## PROBLEM DETAILS
Every entry below must be copied exactly, with nothing left out.
BEGIN MATERIAL PROVIDED
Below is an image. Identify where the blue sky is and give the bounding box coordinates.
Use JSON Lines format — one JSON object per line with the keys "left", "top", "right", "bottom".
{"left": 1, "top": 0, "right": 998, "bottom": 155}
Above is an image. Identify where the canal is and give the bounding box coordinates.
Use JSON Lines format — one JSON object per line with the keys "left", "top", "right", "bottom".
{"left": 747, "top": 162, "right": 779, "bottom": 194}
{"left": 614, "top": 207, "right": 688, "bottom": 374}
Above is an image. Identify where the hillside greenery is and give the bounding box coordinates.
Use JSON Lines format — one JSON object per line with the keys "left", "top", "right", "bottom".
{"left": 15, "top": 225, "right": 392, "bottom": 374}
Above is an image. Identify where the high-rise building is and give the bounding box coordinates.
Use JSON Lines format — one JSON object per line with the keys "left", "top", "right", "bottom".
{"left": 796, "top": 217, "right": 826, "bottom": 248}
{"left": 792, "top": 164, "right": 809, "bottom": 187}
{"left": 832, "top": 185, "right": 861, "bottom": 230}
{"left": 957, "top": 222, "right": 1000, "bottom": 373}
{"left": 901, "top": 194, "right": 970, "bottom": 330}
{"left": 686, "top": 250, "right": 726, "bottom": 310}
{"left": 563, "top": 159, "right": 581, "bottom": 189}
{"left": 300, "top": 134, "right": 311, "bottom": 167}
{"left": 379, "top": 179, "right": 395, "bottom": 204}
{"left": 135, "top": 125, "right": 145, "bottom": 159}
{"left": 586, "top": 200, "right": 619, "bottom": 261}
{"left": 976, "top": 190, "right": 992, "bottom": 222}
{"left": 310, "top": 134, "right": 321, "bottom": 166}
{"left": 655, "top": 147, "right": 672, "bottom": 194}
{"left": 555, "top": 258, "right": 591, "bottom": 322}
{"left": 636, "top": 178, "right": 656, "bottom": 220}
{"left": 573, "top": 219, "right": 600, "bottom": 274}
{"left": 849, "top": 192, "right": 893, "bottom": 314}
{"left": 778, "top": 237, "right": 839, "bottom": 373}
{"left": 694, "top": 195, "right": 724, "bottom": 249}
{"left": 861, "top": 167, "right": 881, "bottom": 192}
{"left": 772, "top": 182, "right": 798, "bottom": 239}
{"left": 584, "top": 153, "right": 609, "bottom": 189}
END MATERIAL PROVIDED
## ANSWER FOR THIS EXERCISE
Below is an image. Identify where the blue sky is and give the bounding box coordinates.
Use JSON Lines format — one JSON object per line with the keys "left", "top", "right", "bottom".
{"left": 1, "top": 0, "right": 998, "bottom": 155}
Above is an image. Identify where the canal is and give the bounding box coordinates.
Use JSON Lines format — one JSON object per line with the keys "left", "top", "right", "bottom".
{"left": 747, "top": 162, "right": 779, "bottom": 194}
{"left": 614, "top": 207, "right": 688, "bottom": 374}
Above is an image. Identify where the hillside greenery is and give the bounding box coordinates.
Use JSON Lines format — one JSON object per line with the keys "left", "top", "right", "bottom".
{"left": 15, "top": 225, "right": 392, "bottom": 374}
Above is an image. Identify where the high-rise building is and give the bounding box coordinates.
Use JSON Lines format — one JSON object per line with the keys "left", "top", "right", "bottom".
{"left": 796, "top": 217, "right": 826, "bottom": 248}
{"left": 792, "top": 164, "right": 809, "bottom": 187}
{"left": 832, "top": 185, "right": 861, "bottom": 230}
{"left": 957, "top": 222, "right": 1000, "bottom": 373}
{"left": 901, "top": 194, "right": 970, "bottom": 330}
{"left": 686, "top": 250, "right": 726, "bottom": 310}
{"left": 563, "top": 159, "right": 581, "bottom": 189}
{"left": 300, "top": 134, "right": 311, "bottom": 167}
{"left": 379, "top": 179, "right": 395, "bottom": 204}
{"left": 135, "top": 125, "right": 145, "bottom": 159}
{"left": 586, "top": 200, "right": 619, "bottom": 261}
{"left": 976, "top": 190, "right": 992, "bottom": 222}
{"left": 310, "top": 134, "right": 321, "bottom": 166}
{"left": 655, "top": 147, "right": 672, "bottom": 194}
{"left": 555, "top": 258, "right": 591, "bottom": 322}
{"left": 636, "top": 178, "right": 656, "bottom": 220}
{"left": 573, "top": 219, "right": 600, "bottom": 274}
{"left": 849, "top": 192, "right": 893, "bottom": 314}
{"left": 778, "top": 237, "right": 839, "bottom": 373}
{"left": 694, "top": 195, "right": 724, "bottom": 249}
{"left": 861, "top": 167, "right": 881, "bottom": 192}
{"left": 772, "top": 182, "right": 798, "bottom": 239}
{"left": 584, "top": 153, "right": 609, "bottom": 189}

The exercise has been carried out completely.